*Exercise aim*. Extract all lines that hold "instance" from the records below.

***** Entries shown *****

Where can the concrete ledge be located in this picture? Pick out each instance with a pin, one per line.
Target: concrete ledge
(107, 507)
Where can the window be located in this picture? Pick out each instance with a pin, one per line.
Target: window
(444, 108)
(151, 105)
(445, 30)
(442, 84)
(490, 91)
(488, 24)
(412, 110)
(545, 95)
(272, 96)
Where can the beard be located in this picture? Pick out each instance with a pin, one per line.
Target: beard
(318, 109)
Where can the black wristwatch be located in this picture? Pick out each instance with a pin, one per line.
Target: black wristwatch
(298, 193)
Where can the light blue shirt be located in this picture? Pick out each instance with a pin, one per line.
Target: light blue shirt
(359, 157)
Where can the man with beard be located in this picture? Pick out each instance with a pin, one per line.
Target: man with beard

*****

*Reply*.
Where can the concrete ledge be located in this picture? Pick out each instance with a pin, one per line.
Where can the window be located in this picture? Pick out each instance with a pin, one per line.
Where can the beard be located in this picture? Pick out each instance with a pin, one per line.
Where can the black wristwatch be located in this picture? Pick out each instance with a pin, one per line.
Where can the light blue shirt be located in this picture? Pick out each instance with a pin, one per line.
Where can the man with beard be located in this picture? Pick out each instance with a pin, one per line.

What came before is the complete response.